- Consegna:
Individua nell'elenco qui sotto ogni riga che contiene la parola "bare" e ricopiala. Tieni conto della distinzione tra maiuscole e minuscole.

(Etichette di foto con riquadri)
________
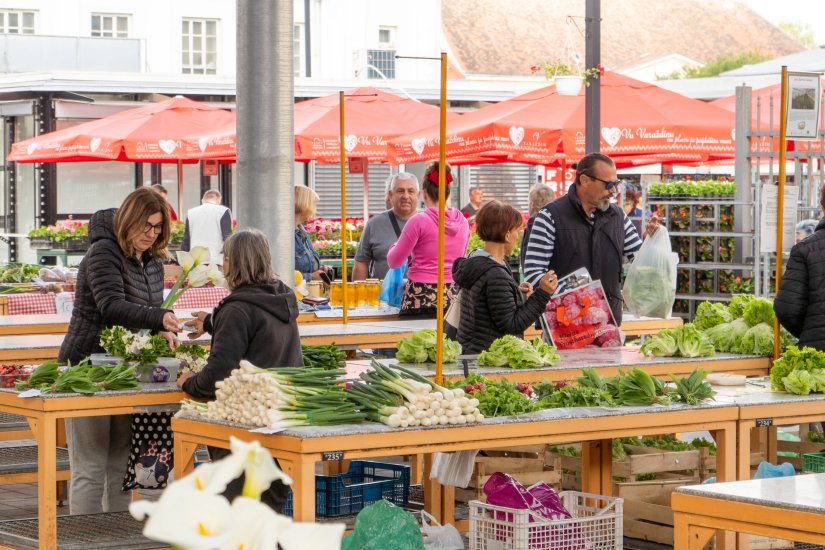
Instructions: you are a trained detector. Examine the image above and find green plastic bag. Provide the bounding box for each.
[341,500,424,550]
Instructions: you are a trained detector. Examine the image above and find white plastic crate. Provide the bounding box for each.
[470,491,623,550]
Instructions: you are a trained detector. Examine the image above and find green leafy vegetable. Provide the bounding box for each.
[478,334,559,369]
[693,302,733,330]
[742,298,774,327]
[395,329,461,363]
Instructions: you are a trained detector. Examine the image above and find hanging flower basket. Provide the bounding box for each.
[554,75,584,96]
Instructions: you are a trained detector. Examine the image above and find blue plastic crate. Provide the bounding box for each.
[284,460,410,517]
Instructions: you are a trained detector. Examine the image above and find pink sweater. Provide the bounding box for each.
[387,208,470,284]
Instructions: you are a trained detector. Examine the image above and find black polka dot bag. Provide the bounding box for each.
[123,413,174,491]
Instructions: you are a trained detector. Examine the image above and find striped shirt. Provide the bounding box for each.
[524,210,642,287]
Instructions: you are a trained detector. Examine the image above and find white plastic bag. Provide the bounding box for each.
[421,510,464,550]
[430,450,478,487]
[622,226,679,319]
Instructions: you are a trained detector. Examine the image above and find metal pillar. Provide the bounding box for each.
[237,0,295,285]
[584,0,602,153]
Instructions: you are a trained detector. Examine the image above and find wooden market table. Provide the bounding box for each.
[0,383,185,550]
[172,402,738,524]
[672,474,825,550]
[404,346,770,383]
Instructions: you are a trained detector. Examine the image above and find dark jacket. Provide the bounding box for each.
[453,255,550,354]
[542,184,625,324]
[183,281,304,399]
[773,219,825,350]
[295,226,321,281]
[58,208,168,363]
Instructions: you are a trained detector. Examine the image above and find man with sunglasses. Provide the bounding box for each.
[522,153,658,324]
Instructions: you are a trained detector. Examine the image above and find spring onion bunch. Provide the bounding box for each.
[183,361,364,429]
[347,361,484,428]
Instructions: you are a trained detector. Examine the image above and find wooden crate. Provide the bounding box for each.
[455,445,561,502]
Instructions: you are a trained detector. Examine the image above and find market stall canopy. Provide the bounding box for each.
[8,97,235,162]
[295,87,458,163]
[388,71,735,165]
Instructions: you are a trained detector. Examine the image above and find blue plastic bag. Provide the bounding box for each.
[378,262,407,307]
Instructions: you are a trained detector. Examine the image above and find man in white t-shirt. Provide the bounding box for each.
[181,189,232,265]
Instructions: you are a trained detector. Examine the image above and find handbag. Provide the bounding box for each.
[123,413,174,491]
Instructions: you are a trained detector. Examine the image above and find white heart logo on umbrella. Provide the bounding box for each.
[510,126,524,147]
[158,139,178,155]
[344,134,358,151]
[602,126,622,147]
[410,138,427,155]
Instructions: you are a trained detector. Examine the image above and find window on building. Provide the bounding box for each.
[0,10,35,34]
[181,19,218,74]
[92,13,129,38]
[292,25,306,76]
[367,27,395,78]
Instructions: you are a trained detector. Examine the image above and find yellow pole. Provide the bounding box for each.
[435,52,447,386]
[773,65,788,359]
[338,92,349,323]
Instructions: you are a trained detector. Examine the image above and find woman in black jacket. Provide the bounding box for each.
[58,188,178,514]
[178,229,304,512]
[773,185,825,350]
[453,200,558,354]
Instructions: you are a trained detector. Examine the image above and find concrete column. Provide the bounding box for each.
[236,0,295,286]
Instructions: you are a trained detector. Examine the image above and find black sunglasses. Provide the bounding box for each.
[584,174,622,191]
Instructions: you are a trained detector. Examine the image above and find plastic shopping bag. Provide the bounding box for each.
[623,226,679,319]
[421,510,464,550]
[378,262,407,307]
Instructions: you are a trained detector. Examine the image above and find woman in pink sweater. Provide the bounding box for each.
[387,161,470,318]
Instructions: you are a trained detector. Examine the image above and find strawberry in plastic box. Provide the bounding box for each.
[544,281,622,349]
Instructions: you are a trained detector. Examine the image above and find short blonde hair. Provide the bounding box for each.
[527,183,556,216]
[223,229,277,290]
[295,185,321,218]
[112,187,172,260]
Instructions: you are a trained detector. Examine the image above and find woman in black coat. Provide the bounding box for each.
[453,200,558,354]
[58,187,183,514]
[178,229,304,512]
[773,185,825,350]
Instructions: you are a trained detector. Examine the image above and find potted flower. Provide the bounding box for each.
[530,60,604,96]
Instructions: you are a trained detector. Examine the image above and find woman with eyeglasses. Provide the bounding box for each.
[58,187,179,515]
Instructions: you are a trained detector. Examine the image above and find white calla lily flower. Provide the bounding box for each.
[187,265,209,287]
[220,497,292,550]
[206,264,226,286]
[177,250,195,273]
[189,246,209,266]
[129,481,234,550]
[278,522,346,550]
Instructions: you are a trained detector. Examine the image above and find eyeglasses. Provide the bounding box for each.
[585,174,622,191]
[143,222,163,235]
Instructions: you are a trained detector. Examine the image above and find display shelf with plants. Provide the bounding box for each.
[645,177,754,318]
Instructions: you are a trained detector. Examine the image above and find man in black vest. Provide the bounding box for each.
[523,153,658,324]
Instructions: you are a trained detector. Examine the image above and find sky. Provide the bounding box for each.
[740,0,825,45]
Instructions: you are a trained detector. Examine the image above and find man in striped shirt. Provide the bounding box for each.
[523,153,658,324]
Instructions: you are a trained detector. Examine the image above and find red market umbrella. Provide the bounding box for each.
[388,71,735,165]
[8,97,235,162]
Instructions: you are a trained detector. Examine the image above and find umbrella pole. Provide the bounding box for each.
[338,92,349,323]
[435,52,447,386]
[178,160,183,217]
[773,65,788,359]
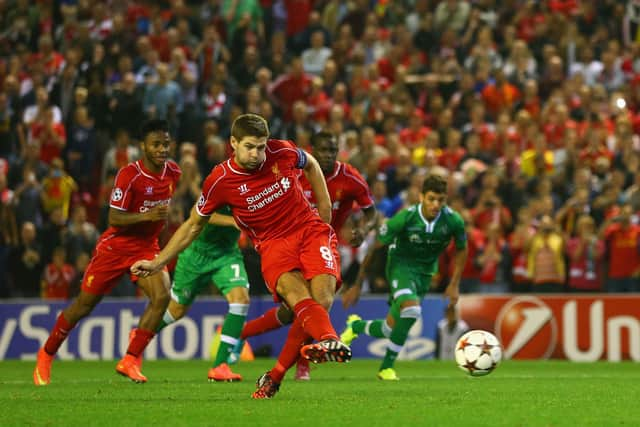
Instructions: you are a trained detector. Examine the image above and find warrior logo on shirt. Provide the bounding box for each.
[280,178,291,191]
[111,188,122,202]
[271,164,280,179]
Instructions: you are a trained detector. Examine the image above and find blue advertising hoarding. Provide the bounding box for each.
[0,298,446,360]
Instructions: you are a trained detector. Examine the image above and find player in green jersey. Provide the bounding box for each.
[158,206,249,381]
[340,175,467,380]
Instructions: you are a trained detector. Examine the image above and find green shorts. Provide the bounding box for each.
[387,265,431,318]
[171,248,249,305]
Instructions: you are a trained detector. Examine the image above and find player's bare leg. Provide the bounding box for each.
[33,290,102,386]
[116,271,169,383]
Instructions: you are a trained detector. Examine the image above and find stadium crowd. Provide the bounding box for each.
[0,0,640,298]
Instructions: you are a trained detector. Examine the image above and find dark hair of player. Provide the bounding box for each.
[140,119,169,140]
[231,114,269,142]
[422,175,447,194]
[311,130,335,147]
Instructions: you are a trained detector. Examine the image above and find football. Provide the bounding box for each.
[456,330,502,377]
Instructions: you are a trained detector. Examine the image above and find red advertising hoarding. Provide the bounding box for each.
[459,294,640,362]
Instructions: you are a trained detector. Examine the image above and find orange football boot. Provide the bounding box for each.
[116,354,147,384]
[33,347,54,385]
[208,363,242,382]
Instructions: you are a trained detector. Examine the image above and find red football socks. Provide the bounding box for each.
[270,318,311,383]
[292,298,338,341]
[44,313,75,356]
[240,307,282,340]
[127,328,155,357]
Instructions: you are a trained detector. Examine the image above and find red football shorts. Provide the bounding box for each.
[258,220,342,302]
[80,243,166,295]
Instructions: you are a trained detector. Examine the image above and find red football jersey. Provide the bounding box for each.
[196,139,319,247]
[300,162,375,233]
[98,160,182,253]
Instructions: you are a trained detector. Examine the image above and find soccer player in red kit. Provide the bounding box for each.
[131,114,351,399]
[232,131,376,380]
[33,120,180,385]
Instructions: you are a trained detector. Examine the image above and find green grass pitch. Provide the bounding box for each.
[0,359,640,427]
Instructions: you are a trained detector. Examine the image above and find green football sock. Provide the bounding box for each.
[351,319,390,338]
[380,316,417,370]
[156,309,176,334]
[213,304,249,368]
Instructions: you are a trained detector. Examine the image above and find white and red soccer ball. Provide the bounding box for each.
[456,330,502,377]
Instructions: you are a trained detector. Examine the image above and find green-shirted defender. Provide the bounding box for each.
[158,206,249,381]
[340,175,467,380]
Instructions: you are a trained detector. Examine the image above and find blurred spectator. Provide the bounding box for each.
[600,204,640,292]
[40,246,75,300]
[142,63,184,121]
[101,129,140,183]
[65,107,97,191]
[434,0,471,33]
[38,206,68,264]
[42,157,78,220]
[301,30,331,75]
[476,223,507,294]
[109,72,143,135]
[442,210,486,294]
[527,215,565,292]
[64,205,100,265]
[13,167,42,227]
[507,208,536,292]
[269,57,312,122]
[0,174,18,297]
[30,106,67,164]
[566,215,605,292]
[435,305,469,360]
[9,222,44,298]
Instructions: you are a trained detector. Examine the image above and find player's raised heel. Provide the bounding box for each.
[377,368,400,381]
[340,314,362,345]
[251,372,280,399]
[33,348,53,386]
[300,339,351,363]
[208,363,242,383]
[227,340,244,365]
[295,358,311,381]
[116,354,147,384]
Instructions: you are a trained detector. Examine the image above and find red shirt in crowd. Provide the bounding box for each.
[42,263,75,299]
[567,237,604,291]
[604,223,640,279]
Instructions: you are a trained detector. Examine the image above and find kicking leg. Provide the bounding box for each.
[116,271,169,383]
[33,290,102,385]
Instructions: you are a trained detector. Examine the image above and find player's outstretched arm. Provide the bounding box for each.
[131,207,209,277]
[209,213,240,230]
[304,153,331,224]
[444,246,468,307]
[109,205,169,227]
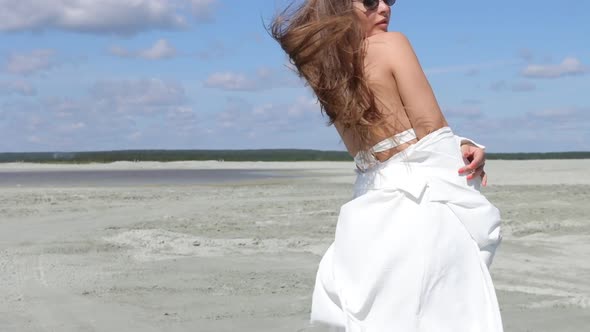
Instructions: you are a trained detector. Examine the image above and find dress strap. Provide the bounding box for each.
[354,128,416,172]
[371,128,416,153]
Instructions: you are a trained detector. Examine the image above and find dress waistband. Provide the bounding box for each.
[354,128,417,172]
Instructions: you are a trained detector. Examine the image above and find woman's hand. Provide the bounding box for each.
[459,143,488,186]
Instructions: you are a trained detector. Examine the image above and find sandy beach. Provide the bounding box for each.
[0,160,590,332]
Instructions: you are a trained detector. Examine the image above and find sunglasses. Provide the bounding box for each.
[362,0,395,11]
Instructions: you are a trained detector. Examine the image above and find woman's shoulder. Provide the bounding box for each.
[367,31,411,51]
[367,31,418,72]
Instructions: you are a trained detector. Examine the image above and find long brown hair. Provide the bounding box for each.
[269,0,383,148]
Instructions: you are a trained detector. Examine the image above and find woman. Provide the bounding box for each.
[271,0,502,332]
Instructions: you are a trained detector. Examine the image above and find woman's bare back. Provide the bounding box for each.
[334,32,447,161]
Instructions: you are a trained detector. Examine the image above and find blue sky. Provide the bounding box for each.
[0,0,590,152]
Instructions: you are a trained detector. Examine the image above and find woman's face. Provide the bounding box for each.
[352,0,391,37]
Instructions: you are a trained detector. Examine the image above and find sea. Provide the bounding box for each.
[0,169,290,188]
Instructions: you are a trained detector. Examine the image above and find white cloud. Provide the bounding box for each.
[0,78,207,151]
[190,0,217,20]
[490,80,537,92]
[522,57,589,78]
[204,67,303,91]
[110,39,176,60]
[0,0,216,35]
[424,61,516,76]
[452,107,590,152]
[443,107,483,119]
[205,72,258,91]
[4,49,55,75]
[91,79,186,114]
[0,80,37,96]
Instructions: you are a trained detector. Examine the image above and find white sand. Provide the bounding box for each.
[0,160,590,332]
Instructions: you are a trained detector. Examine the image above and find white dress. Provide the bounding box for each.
[311,127,502,332]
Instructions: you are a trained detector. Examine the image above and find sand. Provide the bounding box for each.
[0,160,590,332]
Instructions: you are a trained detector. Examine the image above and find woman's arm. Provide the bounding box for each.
[379,32,487,186]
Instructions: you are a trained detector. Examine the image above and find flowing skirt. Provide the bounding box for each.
[311,127,502,332]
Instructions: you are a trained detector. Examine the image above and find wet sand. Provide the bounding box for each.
[0,160,590,332]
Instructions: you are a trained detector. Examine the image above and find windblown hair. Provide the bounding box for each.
[270,0,383,148]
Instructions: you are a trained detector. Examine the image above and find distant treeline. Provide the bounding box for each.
[0,149,590,163]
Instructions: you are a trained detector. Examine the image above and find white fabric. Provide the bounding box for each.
[371,128,416,153]
[311,127,502,332]
[354,128,416,171]
[457,136,486,149]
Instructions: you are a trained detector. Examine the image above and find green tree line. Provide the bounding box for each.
[0,149,590,163]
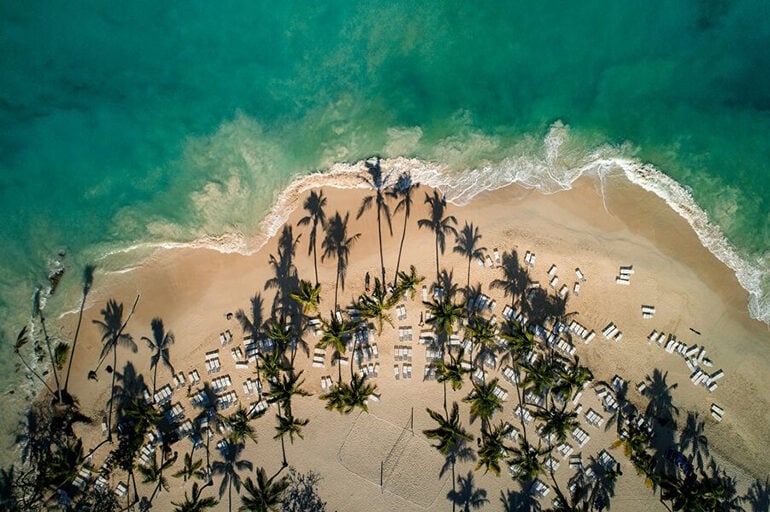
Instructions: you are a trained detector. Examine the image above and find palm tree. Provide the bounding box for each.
[171,482,219,512]
[508,436,548,486]
[642,368,679,429]
[417,190,457,278]
[172,454,203,482]
[266,370,312,415]
[211,439,254,510]
[423,295,463,346]
[356,157,393,284]
[422,402,473,510]
[743,477,770,512]
[93,295,139,440]
[273,406,310,467]
[13,325,56,398]
[433,347,471,413]
[395,265,425,300]
[0,464,19,511]
[356,277,398,334]
[452,221,487,288]
[235,293,265,398]
[224,405,257,444]
[679,411,709,469]
[532,403,580,443]
[297,190,326,285]
[700,459,744,512]
[465,313,498,375]
[320,374,377,414]
[388,172,418,287]
[347,374,377,412]
[32,288,64,403]
[321,212,361,309]
[463,378,503,430]
[489,250,532,308]
[660,473,703,511]
[64,264,96,394]
[553,356,594,401]
[138,455,176,503]
[447,471,489,512]
[522,356,557,396]
[142,317,174,396]
[291,279,321,316]
[316,313,355,383]
[238,468,289,512]
[476,420,513,476]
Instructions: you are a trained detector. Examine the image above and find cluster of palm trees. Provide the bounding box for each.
[0,159,768,511]
[416,254,593,510]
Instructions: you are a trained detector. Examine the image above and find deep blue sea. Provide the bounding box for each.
[0,0,770,440]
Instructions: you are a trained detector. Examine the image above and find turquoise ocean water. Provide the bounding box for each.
[0,0,770,448]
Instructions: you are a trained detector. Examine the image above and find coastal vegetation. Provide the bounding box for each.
[0,174,770,511]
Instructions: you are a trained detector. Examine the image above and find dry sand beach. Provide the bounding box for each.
[49,167,770,511]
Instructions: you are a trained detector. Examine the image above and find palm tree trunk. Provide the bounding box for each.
[447,456,457,512]
[107,348,118,441]
[16,350,56,398]
[152,358,160,401]
[313,223,318,286]
[465,256,471,290]
[393,212,409,288]
[276,402,289,467]
[334,264,340,312]
[64,293,86,393]
[442,380,449,421]
[513,363,527,439]
[40,312,62,403]
[436,233,441,283]
[377,201,385,287]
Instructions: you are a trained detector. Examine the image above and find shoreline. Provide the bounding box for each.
[21,169,770,503]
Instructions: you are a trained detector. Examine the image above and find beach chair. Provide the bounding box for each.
[115,482,128,498]
[532,479,551,498]
[556,443,573,458]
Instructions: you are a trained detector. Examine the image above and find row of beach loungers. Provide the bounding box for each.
[243,378,262,395]
[569,320,596,344]
[465,293,497,313]
[647,331,725,393]
[358,363,380,378]
[205,350,222,373]
[211,375,233,393]
[393,345,412,361]
[219,329,233,347]
[615,265,634,286]
[602,322,623,341]
[398,327,412,343]
[393,363,412,380]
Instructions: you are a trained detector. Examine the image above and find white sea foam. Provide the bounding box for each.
[79,122,770,323]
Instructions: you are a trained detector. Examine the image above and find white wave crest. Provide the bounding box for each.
[79,121,770,324]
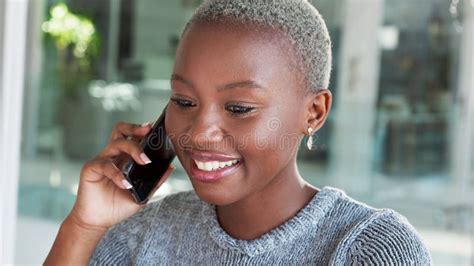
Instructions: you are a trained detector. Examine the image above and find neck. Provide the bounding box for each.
[217,159,319,240]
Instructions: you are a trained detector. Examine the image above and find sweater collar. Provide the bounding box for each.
[202,186,344,256]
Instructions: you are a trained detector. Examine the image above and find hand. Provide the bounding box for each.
[67,122,174,230]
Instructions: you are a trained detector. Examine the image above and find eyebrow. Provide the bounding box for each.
[171,74,265,91]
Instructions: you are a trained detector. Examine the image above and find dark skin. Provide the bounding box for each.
[166,24,332,240]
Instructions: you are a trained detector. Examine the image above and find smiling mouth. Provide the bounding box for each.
[193,160,240,172]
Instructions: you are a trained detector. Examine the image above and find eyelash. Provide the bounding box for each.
[170,98,255,116]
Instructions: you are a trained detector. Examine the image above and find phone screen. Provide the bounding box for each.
[123,107,176,204]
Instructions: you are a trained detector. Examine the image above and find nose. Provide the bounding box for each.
[191,110,224,150]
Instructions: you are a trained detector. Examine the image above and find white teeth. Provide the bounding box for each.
[202,162,212,171]
[194,160,238,171]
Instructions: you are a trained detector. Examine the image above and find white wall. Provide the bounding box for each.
[0,0,28,265]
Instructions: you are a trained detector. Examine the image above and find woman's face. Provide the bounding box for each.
[166,25,305,205]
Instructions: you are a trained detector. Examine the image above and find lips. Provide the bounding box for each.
[188,150,242,182]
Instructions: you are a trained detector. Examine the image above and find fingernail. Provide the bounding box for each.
[122,179,133,189]
[140,153,151,164]
[140,121,151,127]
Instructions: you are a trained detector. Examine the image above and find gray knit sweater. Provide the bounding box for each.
[90,186,432,265]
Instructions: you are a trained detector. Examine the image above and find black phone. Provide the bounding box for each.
[122,107,176,204]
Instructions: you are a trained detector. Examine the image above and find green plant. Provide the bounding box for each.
[42,3,100,97]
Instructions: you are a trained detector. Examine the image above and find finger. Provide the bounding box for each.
[151,165,176,198]
[85,158,127,189]
[99,139,151,165]
[110,122,151,141]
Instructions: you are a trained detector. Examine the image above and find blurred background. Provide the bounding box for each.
[0,0,474,265]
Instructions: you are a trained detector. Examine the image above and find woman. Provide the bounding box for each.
[46,0,431,265]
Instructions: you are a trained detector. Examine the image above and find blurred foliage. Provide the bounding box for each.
[42,3,100,98]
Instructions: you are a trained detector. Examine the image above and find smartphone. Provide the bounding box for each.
[122,107,176,204]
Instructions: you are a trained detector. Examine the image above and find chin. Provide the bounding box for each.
[191,182,239,206]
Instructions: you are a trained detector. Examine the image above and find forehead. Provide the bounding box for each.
[174,23,302,88]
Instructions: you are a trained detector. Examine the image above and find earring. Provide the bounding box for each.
[306,127,313,150]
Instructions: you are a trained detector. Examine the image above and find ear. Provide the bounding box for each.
[303,89,332,134]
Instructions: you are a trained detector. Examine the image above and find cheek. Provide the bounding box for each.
[237,116,299,168]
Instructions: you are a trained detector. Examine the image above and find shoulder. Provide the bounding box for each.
[89,191,200,265]
[333,207,433,265]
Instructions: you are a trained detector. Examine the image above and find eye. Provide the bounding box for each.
[170,98,196,108]
[225,104,255,115]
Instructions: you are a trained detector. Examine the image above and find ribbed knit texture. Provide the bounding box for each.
[90,186,432,265]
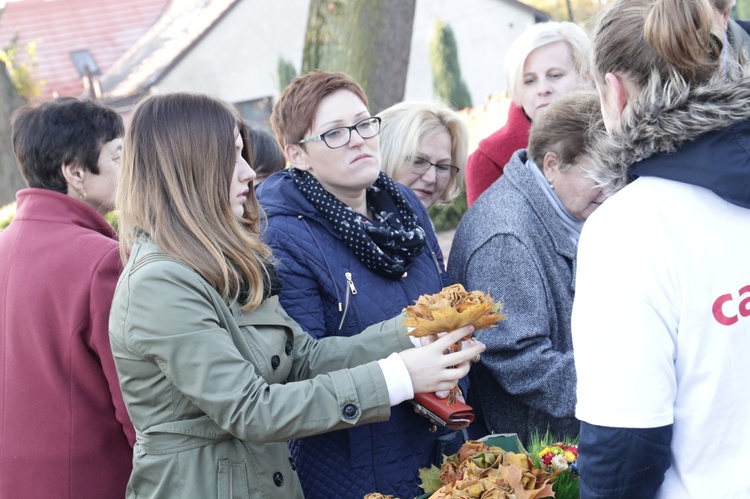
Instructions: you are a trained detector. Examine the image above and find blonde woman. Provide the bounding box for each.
[110,94,483,498]
[466,22,592,206]
[378,102,469,208]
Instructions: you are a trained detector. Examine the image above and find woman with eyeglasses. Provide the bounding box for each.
[448,92,603,445]
[378,102,469,208]
[112,93,484,499]
[257,71,455,499]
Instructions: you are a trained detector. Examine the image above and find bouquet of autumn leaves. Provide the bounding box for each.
[419,440,555,499]
[404,284,505,404]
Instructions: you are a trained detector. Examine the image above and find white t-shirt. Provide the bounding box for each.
[572,177,750,499]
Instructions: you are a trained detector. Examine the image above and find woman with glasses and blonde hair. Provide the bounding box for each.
[109,94,483,499]
[257,71,462,499]
[378,102,469,208]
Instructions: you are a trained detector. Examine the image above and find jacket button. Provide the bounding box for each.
[343,404,359,419]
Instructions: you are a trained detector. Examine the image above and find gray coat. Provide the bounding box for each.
[110,242,412,499]
[448,150,578,444]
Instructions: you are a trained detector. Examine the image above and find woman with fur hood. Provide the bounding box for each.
[573,0,750,499]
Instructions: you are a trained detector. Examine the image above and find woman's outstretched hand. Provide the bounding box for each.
[399,326,485,393]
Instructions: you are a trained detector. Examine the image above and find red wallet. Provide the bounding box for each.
[411,393,474,430]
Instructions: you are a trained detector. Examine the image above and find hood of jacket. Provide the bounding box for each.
[590,68,750,208]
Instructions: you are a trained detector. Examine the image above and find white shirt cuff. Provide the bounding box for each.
[378,353,414,407]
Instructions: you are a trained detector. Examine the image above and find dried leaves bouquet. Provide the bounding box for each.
[404,284,505,404]
[420,440,555,499]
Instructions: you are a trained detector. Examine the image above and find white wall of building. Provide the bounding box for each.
[156,0,310,102]
[404,0,535,107]
[153,0,535,111]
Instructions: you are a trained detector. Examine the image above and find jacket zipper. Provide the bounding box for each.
[339,272,357,331]
[432,251,443,274]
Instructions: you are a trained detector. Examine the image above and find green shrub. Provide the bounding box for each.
[0,201,117,232]
[429,19,471,109]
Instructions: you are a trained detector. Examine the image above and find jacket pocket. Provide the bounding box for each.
[339,272,362,331]
[217,459,250,499]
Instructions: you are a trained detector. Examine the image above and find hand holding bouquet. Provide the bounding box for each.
________
- Esercizio svolto:
Instructions: you are a trained detector. Examine the image above and find player's bare leg. Provide the bounding box for each.
Instructions: you are a trained detector. Examine the image above and find woman's bare back. Provide the bounding box for each.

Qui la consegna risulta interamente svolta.